**Условие задачи 1:**
Верни целиком отрывок ниже, слово в слово.

**Отрывок:**
Я русский

что значит быть русским человеком

Я русский

Политические сказки

Вот и осуществилась вековая мечта российских либералов – полное, ничем не усеченное право на «свободу слова». Брани кого угодно и что угодно, восхваляй преступников и сатанистов, матерись и заголяйся. Никто протестовать не посмеет, кроме русских национал‑патриотов с их маломощными изданиями. Но и на них появилась управа в облике международной фирмы Брода и К°. Так что опасаться некого.

Многозначное русское слово «сказка» в марксистско‑ленинский период нашей истории получила суженное толкование. Это четко отразилось в словаре С. Ожегова (1972): «народно‑поэтическое произведение о вымышленных лицах и событиях». Почему только о вымышленных? А вот В. Даль, напротив, толковал это слово очень широко и многослойно: «сказание, рассказ», а также «объявление, весть, оглашение». Как ново и как интересно это звучит для современного человека! Во времена нашего воровского капитализма русский язык густо подменяется американизированным жаргоном. Сказки ныне только для малых детей (пока не заменит их Гарри Поттер). Однако мы попытаемся толковать давнее слово «сказка» именно по Далю. Так куда интереснее.

Противоестественное скрещение бесовской «свободы слова» с перепевами народной сказки породили в новейшей русской словесности весьма своеобразные последствия. Мы убеждены, что к ним следует присмотреться.

Столичное издательство «Алгоритм» стало одним из самых примечательных по качеству выпускаемых книг. Нет‑нет, оно бедное, как и все иные русские издательства, бережет копейки на оформлении, использует газетную бумагу, скупо дает иллюстрации. Однако содержательность, новизна и смелость публикуемых сюжетов, их боевая патриотическая направленность – все это наилучшего уровня. И с удовольствием отметим, без крикливости и перехлестов, которые подчас портят нужное дело.

**Исходные данные:**
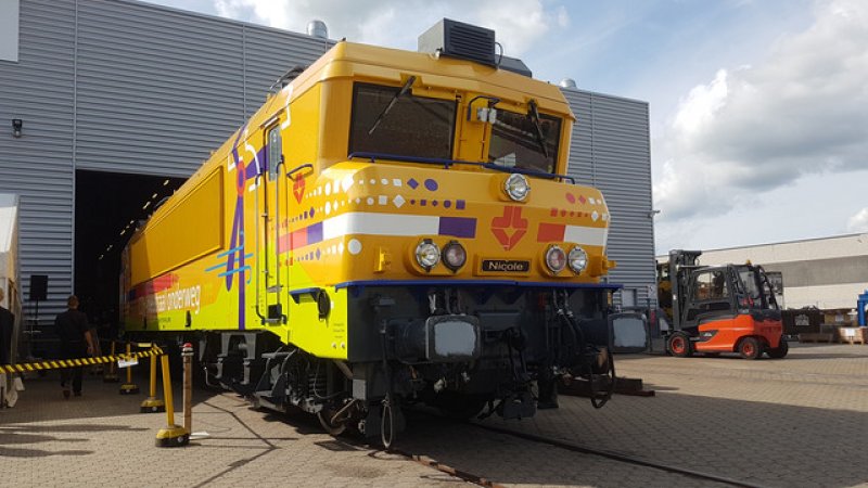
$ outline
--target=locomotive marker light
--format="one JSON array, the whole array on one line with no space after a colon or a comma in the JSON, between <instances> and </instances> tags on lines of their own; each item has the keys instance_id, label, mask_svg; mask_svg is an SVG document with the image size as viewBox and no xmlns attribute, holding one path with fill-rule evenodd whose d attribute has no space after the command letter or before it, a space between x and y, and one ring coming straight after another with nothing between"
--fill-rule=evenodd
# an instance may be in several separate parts
<instances>
[{"instance_id":1,"label":"locomotive marker light","mask_svg":"<svg viewBox=\"0 0 868 488\"><path fill-rule=\"evenodd\" d=\"M416 246L416 262L425 271L431 271L441 261L441 248L430 239L425 239Z\"/></svg>"},{"instance_id":2,"label":"locomotive marker light","mask_svg":"<svg viewBox=\"0 0 868 488\"><path fill-rule=\"evenodd\" d=\"M582 247L575 246L570 249L567 262L570 264L570 269L572 269L574 273L582 274L582 271L588 267L588 254L585 253L585 249Z\"/></svg>"},{"instance_id":3,"label":"locomotive marker light","mask_svg":"<svg viewBox=\"0 0 868 488\"><path fill-rule=\"evenodd\" d=\"M546 266L552 274L558 274L566 267L566 253L560 246L553 245L546 251Z\"/></svg>"},{"instance_id":4,"label":"locomotive marker light","mask_svg":"<svg viewBox=\"0 0 868 488\"><path fill-rule=\"evenodd\" d=\"M513 201L524 202L531 193L531 184L527 182L527 178L525 178L524 175L513 172L507 178L503 184L503 191L507 192L507 196Z\"/></svg>"},{"instance_id":5,"label":"locomotive marker light","mask_svg":"<svg viewBox=\"0 0 868 488\"><path fill-rule=\"evenodd\" d=\"M457 272L468 260L468 252L458 241L450 241L443 248L443 264L452 272Z\"/></svg>"}]
</instances>

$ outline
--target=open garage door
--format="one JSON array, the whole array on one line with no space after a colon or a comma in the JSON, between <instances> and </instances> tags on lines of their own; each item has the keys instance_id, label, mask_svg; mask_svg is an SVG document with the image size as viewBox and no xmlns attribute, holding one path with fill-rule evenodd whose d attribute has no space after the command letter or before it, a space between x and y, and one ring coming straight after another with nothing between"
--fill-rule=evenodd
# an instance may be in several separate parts
<instances>
[{"instance_id":1,"label":"open garage door","mask_svg":"<svg viewBox=\"0 0 868 488\"><path fill-rule=\"evenodd\" d=\"M117 324L120 251L140 220L186 180L76 171L75 293L91 323Z\"/></svg>"}]
</instances>

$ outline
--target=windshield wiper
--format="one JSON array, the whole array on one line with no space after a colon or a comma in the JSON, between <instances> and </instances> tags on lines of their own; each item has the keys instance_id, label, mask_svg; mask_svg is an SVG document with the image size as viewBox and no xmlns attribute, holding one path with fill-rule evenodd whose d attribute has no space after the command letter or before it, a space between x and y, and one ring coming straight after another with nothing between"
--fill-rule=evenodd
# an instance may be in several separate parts
<instances>
[{"instance_id":1,"label":"windshield wiper","mask_svg":"<svg viewBox=\"0 0 868 488\"><path fill-rule=\"evenodd\" d=\"M376 117L376 120L373 121L371 128L368 129L368 136L372 134L373 131L376 130L376 127L380 125L381 121L383 121L383 118L385 118L385 116L390 113L390 111L392 111L392 107L395 106L395 102L397 102L399 98L404 97L414 82L416 82L416 76L407 78L407 81L404 82L404 86L400 87L400 90L397 93L395 93L395 97L393 97L392 100L388 101L388 105L386 105L383 112L380 113L380 115Z\"/></svg>"},{"instance_id":2,"label":"windshield wiper","mask_svg":"<svg viewBox=\"0 0 868 488\"><path fill-rule=\"evenodd\" d=\"M531 117L531 121L534 123L534 129L536 129L536 142L539 144L539 149L542 150L542 155L548 159L549 150L546 147L546 138L542 136L542 126L539 124L539 111L536 108L535 100L531 100L527 103L527 116Z\"/></svg>"}]
</instances>

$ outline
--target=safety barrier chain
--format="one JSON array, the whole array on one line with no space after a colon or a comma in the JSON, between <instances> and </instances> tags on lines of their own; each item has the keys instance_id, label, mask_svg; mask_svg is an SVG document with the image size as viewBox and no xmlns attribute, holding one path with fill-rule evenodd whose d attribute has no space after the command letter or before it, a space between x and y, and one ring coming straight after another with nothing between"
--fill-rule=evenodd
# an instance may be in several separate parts
<instances>
[{"instance_id":1,"label":"safety barrier chain","mask_svg":"<svg viewBox=\"0 0 868 488\"><path fill-rule=\"evenodd\" d=\"M84 365L90 364L105 364L110 362L115 362L119 360L129 361L132 359L145 358L145 357L153 357L153 356L161 356L163 355L163 349L161 349L156 345L151 345L149 350L143 350L139 352L130 352L127 354L119 354L119 355L112 355L112 356L100 356L97 358L79 358L79 359L52 359L49 361L39 361L39 362L23 362L20 364L0 364L0 373L26 373L30 371L46 371L46 370L59 370L63 368L78 368Z\"/></svg>"}]
</instances>

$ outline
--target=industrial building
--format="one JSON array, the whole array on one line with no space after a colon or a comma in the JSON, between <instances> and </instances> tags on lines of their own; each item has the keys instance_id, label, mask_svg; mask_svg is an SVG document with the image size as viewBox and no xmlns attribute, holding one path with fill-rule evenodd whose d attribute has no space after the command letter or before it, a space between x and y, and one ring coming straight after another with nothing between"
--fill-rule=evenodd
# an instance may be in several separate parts
<instances>
[{"instance_id":1,"label":"industrial building","mask_svg":"<svg viewBox=\"0 0 868 488\"><path fill-rule=\"evenodd\" d=\"M781 273L784 308L855 309L868 290L868 234L704 251L703 265L744 262Z\"/></svg>"},{"instance_id":2,"label":"industrial building","mask_svg":"<svg viewBox=\"0 0 868 488\"><path fill-rule=\"evenodd\" d=\"M48 277L43 324L73 292L111 313L137 220L278 77L334 44L128 0L0 0L0 193L18 198L13 282L31 323L31 277ZM569 172L603 191L618 264L609 281L625 286L617 300L641 305L654 281L648 104L562 90L578 118Z\"/></svg>"}]
</instances>

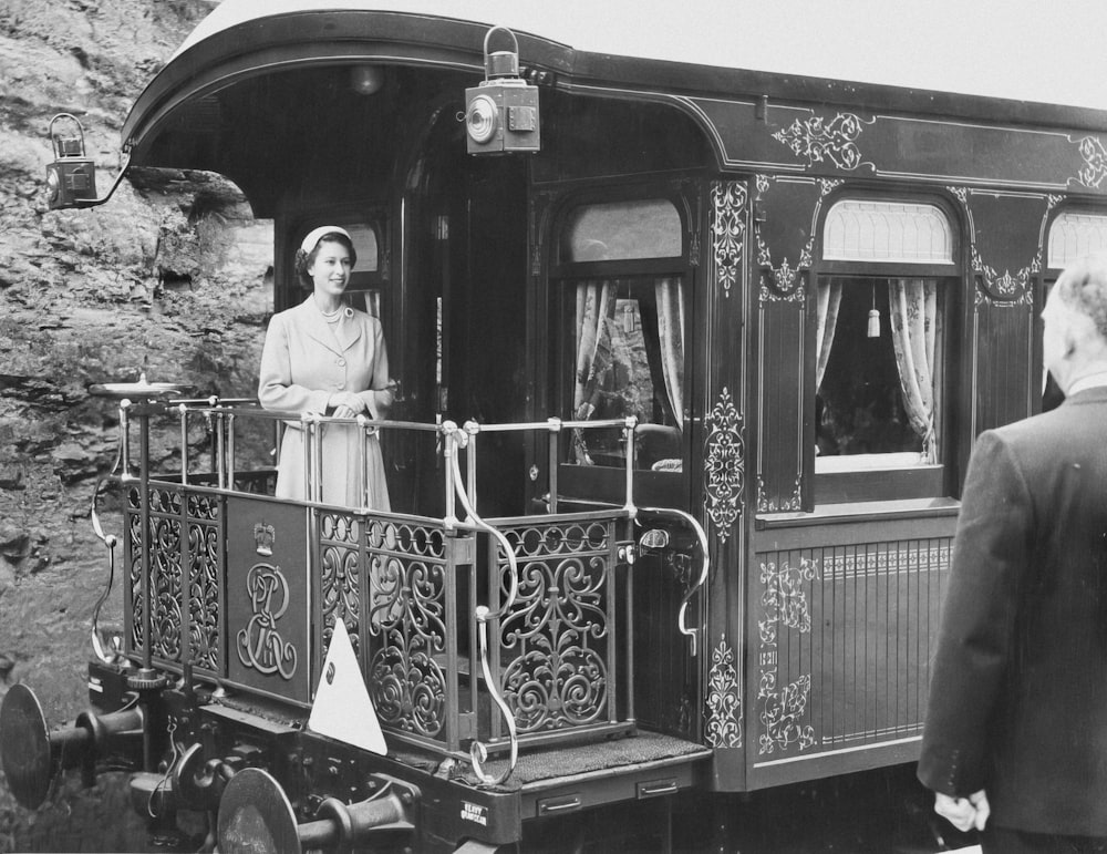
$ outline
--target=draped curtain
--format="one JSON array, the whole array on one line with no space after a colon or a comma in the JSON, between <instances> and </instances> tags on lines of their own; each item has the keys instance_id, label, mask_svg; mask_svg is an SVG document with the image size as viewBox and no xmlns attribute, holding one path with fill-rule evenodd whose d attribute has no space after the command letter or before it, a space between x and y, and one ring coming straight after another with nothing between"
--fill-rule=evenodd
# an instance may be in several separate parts
<instances>
[{"instance_id":1,"label":"draped curtain","mask_svg":"<svg viewBox=\"0 0 1107 854\"><path fill-rule=\"evenodd\" d=\"M838 306L841 305L841 282L820 281L817 294L815 352L818 354L815 368L815 390L823 385L823 374L830 359L834 330L838 326Z\"/></svg>"},{"instance_id":2,"label":"draped curtain","mask_svg":"<svg viewBox=\"0 0 1107 854\"><path fill-rule=\"evenodd\" d=\"M611 329L615 322L615 282L608 280L582 281L577 286L577 352L573 370L572 415L587 421L597 409L597 393L604 373L612 362ZM665 395L677 426L684 425L684 286L675 278L660 278L654 282L656 303L656 341L646 336L646 349L654 382L664 382ZM643 320L653 321L648 306L641 307ZM652 330L650 330L652 332ZM660 377L658 377L660 373ZM575 462L592 465L581 431L573 431Z\"/></svg>"},{"instance_id":3,"label":"draped curtain","mask_svg":"<svg viewBox=\"0 0 1107 854\"><path fill-rule=\"evenodd\" d=\"M659 279L654 285L658 301L658 338L661 342L661 371L665 394L676 425L684 429L684 286L676 279Z\"/></svg>"},{"instance_id":4,"label":"draped curtain","mask_svg":"<svg viewBox=\"0 0 1107 854\"><path fill-rule=\"evenodd\" d=\"M888 303L903 408L911 428L922 438L923 461L934 463L939 397L934 389L935 360L942 333L938 284L932 279L892 279L888 282Z\"/></svg>"},{"instance_id":5,"label":"draped curtain","mask_svg":"<svg viewBox=\"0 0 1107 854\"><path fill-rule=\"evenodd\" d=\"M609 281L582 281L577 286L577 360L573 371L572 416L587 421L596 411L599 378L611 363L610 333L604 329L614 321L614 287ZM575 461L591 465L581 431L572 435Z\"/></svg>"}]
</instances>

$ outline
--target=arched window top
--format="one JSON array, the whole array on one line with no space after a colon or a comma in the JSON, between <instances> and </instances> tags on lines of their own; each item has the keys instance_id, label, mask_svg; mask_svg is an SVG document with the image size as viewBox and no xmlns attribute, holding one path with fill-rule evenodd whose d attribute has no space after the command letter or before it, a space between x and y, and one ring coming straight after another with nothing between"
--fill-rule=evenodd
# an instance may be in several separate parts
<instances>
[{"instance_id":1,"label":"arched window top","mask_svg":"<svg viewBox=\"0 0 1107 854\"><path fill-rule=\"evenodd\" d=\"M937 205L846 198L827 214L823 258L953 264L953 228Z\"/></svg>"},{"instance_id":2,"label":"arched window top","mask_svg":"<svg viewBox=\"0 0 1107 854\"><path fill-rule=\"evenodd\" d=\"M561 237L565 261L674 258L683 250L681 215L668 198L580 205Z\"/></svg>"},{"instance_id":3,"label":"arched window top","mask_svg":"<svg viewBox=\"0 0 1107 854\"><path fill-rule=\"evenodd\" d=\"M1049 226L1049 267L1067 267L1084 255L1105 250L1107 215L1064 213Z\"/></svg>"}]
</instances>

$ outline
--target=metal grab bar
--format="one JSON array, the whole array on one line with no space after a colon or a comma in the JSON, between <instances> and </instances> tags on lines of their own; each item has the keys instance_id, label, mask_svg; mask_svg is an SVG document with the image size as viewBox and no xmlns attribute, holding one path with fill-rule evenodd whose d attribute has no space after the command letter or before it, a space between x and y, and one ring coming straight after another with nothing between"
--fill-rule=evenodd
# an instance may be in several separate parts
<instances>
[{"instance_id":1,"label":"metal grab bar","mask_svg":"<svg viewBox=\"0 0 1107 854\"><path fill-rule=\"evenodd\" d=\"M692 596L707 582L707 572L711 568L711 557L707 552L707 533L703 529L703 526L696 522L695 517L685 513L682 510L674 510L673 507L640 507L642 513L659 513L665 514L670 513L683 522L687 523L689 527L695 532L696 539L700 541L700 554L703 555L703 565L700 567L700 578L694 585L689 588L689 591L684 594L684 598L681 599L681 608L676 613L676 628L680 632L684 635L692 642L692 656L695 657L697 651L696 637L699 636L700 629L691 629L685 623L687 616L689 601Z\"/></svg>"},{"instance_id":2,"label":"metal grab bar","mask_svg":"<svg viewBox=\"0 0 1107 854\"><path fill-rule=\"evenodd\" d=\"M488 686L488 693L492 694L493 702L499 708L504 721L507 723L507 734L511 742L511 758L507 769L499 775L485 773L483 763L488 760L488 749L479 739L474 739L469 745L469 762L473 765L473 773L485 785L499 785L515 771L515 764L519 759L519 735L515 729L515 714L499 696L493 681L492 667L488 665L488 620L492 619L488 608L478 605L476 608L477 635L480 638L480 671L484 673L485 685Z\"/></svg>"},{"instance_id":3,"label":"metal grab bar","mask_svg":"<svg viewBox=\"0 0 1107 854\"><path fill-rule=\"evenodd\" d=\"M515 771L515 764L519 757L519 737L515 728L515 713L500 696L497 681L492 672L492 666L488 663L488 623L492 620L499 620L510 610L511 606L515 605L515 599L519 591L519 565L515 558L515 549L511 548L511 544L508 542L507 537L504 536L503 532L498 528L495 528L485 522L469 501L468 491L465 488L462 480L461 463L457 460L457 452L469 444L469 433L459 429L453 421L443 422L442 432L443 435L445 435L446 441L449 443L449 449L445 454L447 464L449 465L447 482L453 485L453 492L457 496L457 500L461 501L462 507L465 510L465 522L468 525L475 525L484 531L497 542L501 549L504 549L504 555L507 557L508 574L510 576L510 587L508 589L507 598L497 611L493 613L492 609L485 605L478 605L474 609L474 616L477 621L477 635L479 637L480 671L484 675L485 685L488 686L488 693L492 696L493 702L496 703L496 707L504 716L504 721L507 723L507 733L511 745L511 755L507 769L505 769L501 774L488 774L483 768L483 763L488 759L488 749L479 739L474 739L473 743L469 745L469 762L473 765L473 773L476 774L477 779L482 783L485 785L499 785ZM473 466L473 472L475 473L475 466ZM469 486L473 488L473 493L475 495L475 484L469 484Z\"/></svg>"}]
</instances>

**Условие задачи 2:**
Перечисли все строки из записей выше, в которых встречается слово «target». Регистр букв имеет значение.

**Ожидаемый ответ 1:**
Я русский

что значит быть русским человеком

Я русский

Политические сказки

Вот и осуществилась вековая мечта российских либералов – полное, ничем не усеченное право на «свободу слова». Брани кого угодно и что угодно, восхваляй преступников и сатанистов, матерись и заголяйся. Никто протестовать не посмеет, кроме русских национал‑патриотов с их маломощными изданиями. Но и на них появилась управа в облике международной фирмы Брода и К°. Так что опасаться некого.

Многозначное русское слово «сказка» в марксистско‑ленинский период нашей истории получила суженное толкование. Это четко отразилось в словаре С. Ожегова (1972): «народно‑поэтическое произведение о вымышленных лицах и событиях». Почему только о вымышленных? А вот В. Даль, напротив, толковал это слово очень широко и многослойно: «сказание, рассказ», а также «объявление, весть, оглашение». Как ново и как интересно это звучит для современного человека! Во времена нашего воровского капитализма русский язык густо подменяется американизированным жаргоном. Сказки ныне только для малых детей (пока не заменит их Гарри Поттер). Однако мы попытаемся толковать давнее слово «сказка» именно по Далю. Так куда интереснее.

Противоестественное скрещение бесовской «свободы слова» с перепевами народной сказки породили в новейшей русской словесности весьма своеобразные последствия. Мы убеждены, что к ним следует присмотреться.

Столичное издательство «Алгоритм» стало одним из самых примечательных по качеству выпускаемых книг. Нет‑нет, оно бедное, как и все иные русские издательства, бережет копейки на оформлении, использует газетную бумагу, скупо дает иллюстрации. Однако содержательность, новизна и смелость публикуемых сюжетов, их боевая патриотическая направленность – все это наилучшего уровня. И с удовольствием отметим, без крикливости и перехлестов, которые подчас портят нужное дело.

**Ожидаемый ответ 2:**
--target=locomotive marker light
--target=open garage door
--target=windshield wiper
--target=safety barrier chain
--target=industrial building
--target=draped curtain
--target=arched window top
--target=metal grab bar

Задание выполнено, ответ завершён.